DESCRIPTION OF THE TASK:
Can you return, unchanged, the lines from the one that contains "Practice step: pin every instance of the cloud" to the last line, with the pictures left out?

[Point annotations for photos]
--------------------------------------------------

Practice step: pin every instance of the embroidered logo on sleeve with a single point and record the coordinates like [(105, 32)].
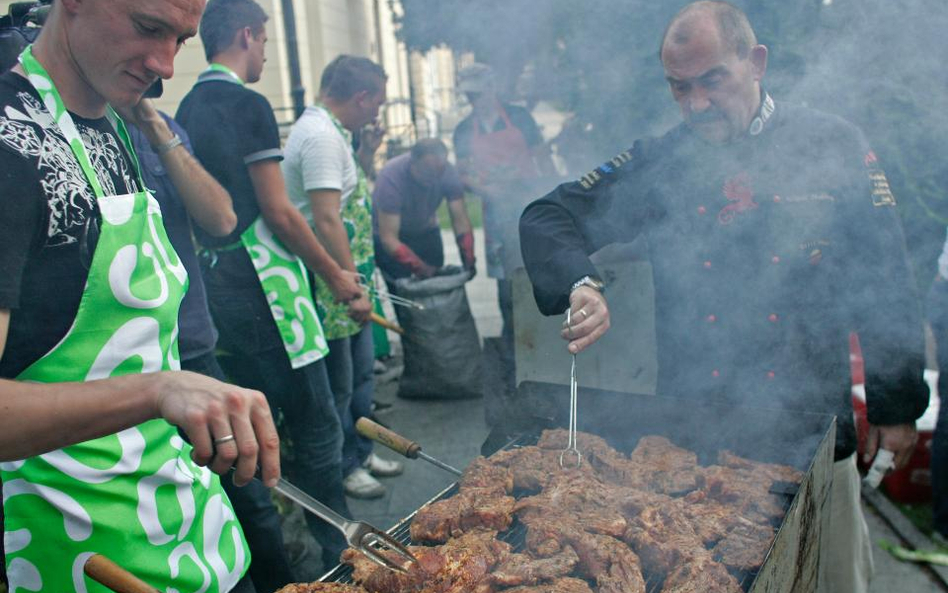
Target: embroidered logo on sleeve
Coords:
[(591, 179), (881, 192), (740, 194)]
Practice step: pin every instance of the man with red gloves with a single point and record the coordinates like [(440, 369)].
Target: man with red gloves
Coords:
[(407, 194)]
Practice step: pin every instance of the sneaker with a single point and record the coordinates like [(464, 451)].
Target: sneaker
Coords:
[(360, 484), (382, 468)]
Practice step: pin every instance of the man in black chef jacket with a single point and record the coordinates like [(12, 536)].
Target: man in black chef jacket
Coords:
[(772, 235)]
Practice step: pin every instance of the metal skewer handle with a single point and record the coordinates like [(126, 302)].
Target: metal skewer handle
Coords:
[(398, 443), (571, 449)]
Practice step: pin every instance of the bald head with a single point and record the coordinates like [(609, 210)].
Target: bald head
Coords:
[(710, 18)]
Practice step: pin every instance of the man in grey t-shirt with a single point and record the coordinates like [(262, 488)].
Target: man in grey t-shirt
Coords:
[(408, 192)]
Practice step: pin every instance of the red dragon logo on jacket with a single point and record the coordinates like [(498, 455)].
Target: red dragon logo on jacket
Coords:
[(739, 193)]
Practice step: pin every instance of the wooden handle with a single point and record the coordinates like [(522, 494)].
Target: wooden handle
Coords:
[(384, 436), (387, 324), (107, 573)]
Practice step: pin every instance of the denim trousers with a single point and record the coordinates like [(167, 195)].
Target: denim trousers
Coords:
[(302, 397), (269, 567), (352, 381)]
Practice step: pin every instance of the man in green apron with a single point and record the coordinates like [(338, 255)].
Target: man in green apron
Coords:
[(256, 277), (88, 322), (326, 181)]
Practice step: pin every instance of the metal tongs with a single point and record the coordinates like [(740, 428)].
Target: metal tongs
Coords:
[(359, 534), (395, 300), (571, 450)]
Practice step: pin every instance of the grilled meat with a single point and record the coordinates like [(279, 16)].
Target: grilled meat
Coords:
[(469, 509), (460, 566), (585, 497), (602, 558), (701, 574), (564, 585), (523, 569), (319, 587), (745, 546), (532, 467)]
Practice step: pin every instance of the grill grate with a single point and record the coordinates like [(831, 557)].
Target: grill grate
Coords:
[(517, 533)]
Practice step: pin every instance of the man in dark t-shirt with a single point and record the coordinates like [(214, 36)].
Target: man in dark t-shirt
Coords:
[(235, 136), (408, 192)]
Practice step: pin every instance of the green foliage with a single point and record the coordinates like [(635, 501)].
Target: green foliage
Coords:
[(878, 63)]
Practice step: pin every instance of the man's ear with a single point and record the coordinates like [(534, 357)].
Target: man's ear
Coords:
[(244, 36), (758, 58)]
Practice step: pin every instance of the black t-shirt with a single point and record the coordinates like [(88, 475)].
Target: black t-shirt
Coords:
[(519, 117), (50, 220), (230, 127)]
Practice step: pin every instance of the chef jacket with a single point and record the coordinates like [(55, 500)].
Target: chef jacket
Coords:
[(766, 253)]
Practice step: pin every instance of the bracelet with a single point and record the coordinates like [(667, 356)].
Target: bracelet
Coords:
[(166, 147)]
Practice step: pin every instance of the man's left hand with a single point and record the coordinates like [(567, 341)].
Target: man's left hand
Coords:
[(898, 438), (144, 116), (360, 309)]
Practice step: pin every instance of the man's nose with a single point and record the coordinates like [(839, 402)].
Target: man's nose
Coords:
[(160, 60), (698, 101)]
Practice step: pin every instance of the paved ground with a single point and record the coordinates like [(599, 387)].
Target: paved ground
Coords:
[(454, 430)]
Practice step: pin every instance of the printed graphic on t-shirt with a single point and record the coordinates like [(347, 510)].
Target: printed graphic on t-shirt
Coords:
[(30, 131)]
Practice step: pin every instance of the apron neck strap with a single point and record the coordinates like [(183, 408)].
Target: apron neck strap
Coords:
[(228, 74), (43, 83), (348, 136)]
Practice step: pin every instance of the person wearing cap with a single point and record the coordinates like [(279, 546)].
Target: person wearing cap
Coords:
[(408, 191), (772, 234), (500, 153), (256, 276)]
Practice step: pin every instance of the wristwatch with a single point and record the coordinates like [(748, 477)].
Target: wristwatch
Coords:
[(590, 281)]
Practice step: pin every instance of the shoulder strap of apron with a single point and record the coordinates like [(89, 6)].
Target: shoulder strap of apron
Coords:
[(43, 84)]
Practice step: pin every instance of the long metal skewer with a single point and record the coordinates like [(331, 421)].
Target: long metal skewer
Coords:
[(571, 448), (395, 300)]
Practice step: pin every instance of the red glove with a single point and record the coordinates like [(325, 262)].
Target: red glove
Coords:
[(466, 246), (410, 260)]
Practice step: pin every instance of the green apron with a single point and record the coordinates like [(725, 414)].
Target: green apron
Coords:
[(356, 216), (282, 275), (134, 496)]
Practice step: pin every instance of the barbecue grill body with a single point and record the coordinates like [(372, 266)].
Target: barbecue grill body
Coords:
[(801, 440)]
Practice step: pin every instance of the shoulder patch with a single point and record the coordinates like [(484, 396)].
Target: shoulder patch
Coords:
[(605, 170), (881, 192)]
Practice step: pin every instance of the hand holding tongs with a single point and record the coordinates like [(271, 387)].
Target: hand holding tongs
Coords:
[(359, 534), (571, 449), (395, 300)]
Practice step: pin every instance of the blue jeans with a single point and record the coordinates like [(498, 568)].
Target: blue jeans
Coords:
[(351, 378), (269, 568)]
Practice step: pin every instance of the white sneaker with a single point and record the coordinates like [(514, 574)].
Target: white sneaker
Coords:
[(359, 484), (382, 468)]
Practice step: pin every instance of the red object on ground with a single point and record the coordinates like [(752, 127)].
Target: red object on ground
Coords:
[(913, 483)]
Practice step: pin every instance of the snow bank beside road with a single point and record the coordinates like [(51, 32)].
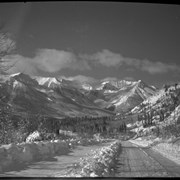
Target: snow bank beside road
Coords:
[(99, 164), (14, 154)]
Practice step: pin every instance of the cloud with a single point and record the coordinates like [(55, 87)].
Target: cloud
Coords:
[(129, 79), (158, 67), (108, 58), (47, 60), (52, 60), (111, 59)]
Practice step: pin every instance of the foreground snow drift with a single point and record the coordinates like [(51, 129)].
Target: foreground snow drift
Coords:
[(13, 154), (99, 164)]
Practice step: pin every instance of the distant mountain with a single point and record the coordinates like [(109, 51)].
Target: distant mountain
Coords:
[(48, 96), (123, 95), (74, 96)]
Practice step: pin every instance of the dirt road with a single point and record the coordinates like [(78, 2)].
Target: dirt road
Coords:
[(136, 161)]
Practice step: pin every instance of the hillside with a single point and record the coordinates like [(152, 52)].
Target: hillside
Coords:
[(46, 96)]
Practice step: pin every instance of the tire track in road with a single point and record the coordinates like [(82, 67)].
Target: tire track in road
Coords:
[(137, 162)]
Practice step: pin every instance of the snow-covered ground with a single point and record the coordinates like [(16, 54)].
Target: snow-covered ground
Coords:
[(169, 148), (30, 151), (99, 163)]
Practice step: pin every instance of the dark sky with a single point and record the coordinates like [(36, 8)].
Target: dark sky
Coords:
[(118, 39)]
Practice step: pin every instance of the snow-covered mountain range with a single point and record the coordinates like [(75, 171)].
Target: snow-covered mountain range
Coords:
[(61, 96)]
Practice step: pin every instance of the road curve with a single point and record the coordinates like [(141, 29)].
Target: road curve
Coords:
[(136, 161)]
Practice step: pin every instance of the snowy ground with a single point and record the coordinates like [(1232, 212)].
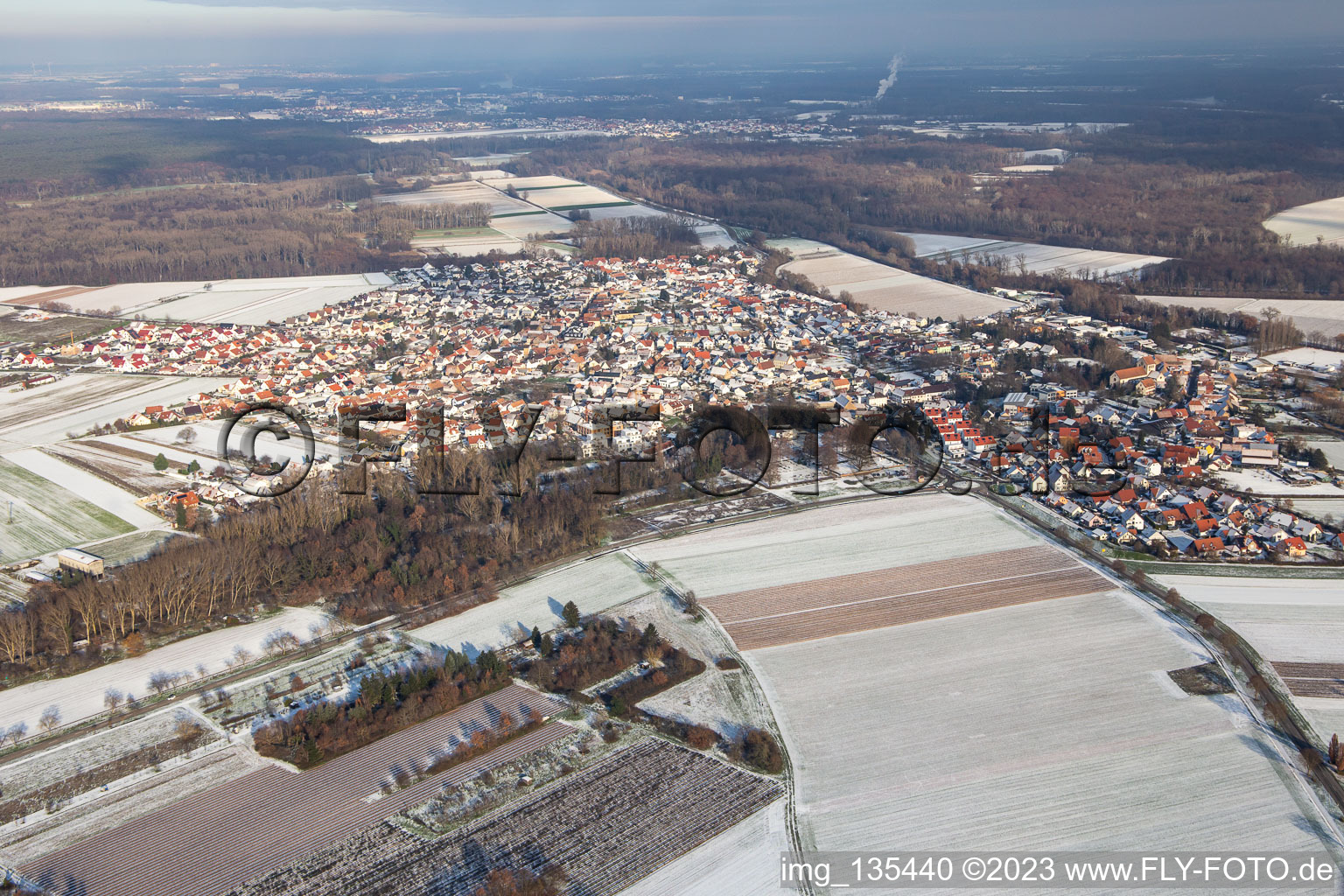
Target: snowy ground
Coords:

--------------------------------------------------

THE COMPLETED TASK:
Practice step: pin every instance of the cloud with a single point and record the coordinates like [(55, 87)].
Target: cloud
Coords:
[(129, 79), (158, 67), (108, 58), (47, 60), (52, 60), (111, 59)]
Practice step: pin every instance of the foreground snow drift with a single point and record the coordinates like [(51, 129)].
Target: foreground snow drift
Coords:
[(13, 154), (99, 164)]
Practice step: pin every instance of the distant mountain with a single point and record the coordinates like [(109, 51)].
Target: distant mountain
Coords:
[(48, 96), (123, 95), (74, 96)]
Practice step: pin every instance of the dirt road with a single point and record the coordinates like [(78, 2)].
Target: dirt road
Coords:
[(136, 161)]
Practice step: pin every instance of the hillside with a single point and record the coordinates like [(152, 52)].
Target: hillside
Coords:
[(46, 96)]
Practice step: pin every instance of the tire track in road with a single point and record the coordinates like [(82, 67)].
Target: tire track in road
Coords:
[(137, 162)]
Practice step: pin every instance of the snow-covered ground with a single point and record the coordinates like [(16, 54)].
Target: snow-covered ground
Coords:
[(169, 148), (30, 151), (99, 163)]
Practice step: pin every instance of the dark sky with a single point and record the coordinates like [(36, 8)].
Target: dark sky
Coords:
[(118, 39)]
Practice step: pin every instance of the snow-covered mountain range with a single point and record the coordinates like [(75, 171)].
Target: snow-covered mountain range
Coords:
[(61, 96)]
Practice step: pin every instance of the road curve with a single point and record the coordinates like [(141, 29)].
Target: road curve
Coords:
[(136, 161)]
Practice step: pin every instance of the snowy ground with a single point and record the coordinates like [(1232, 212)].
Target: snowy ground
Coords:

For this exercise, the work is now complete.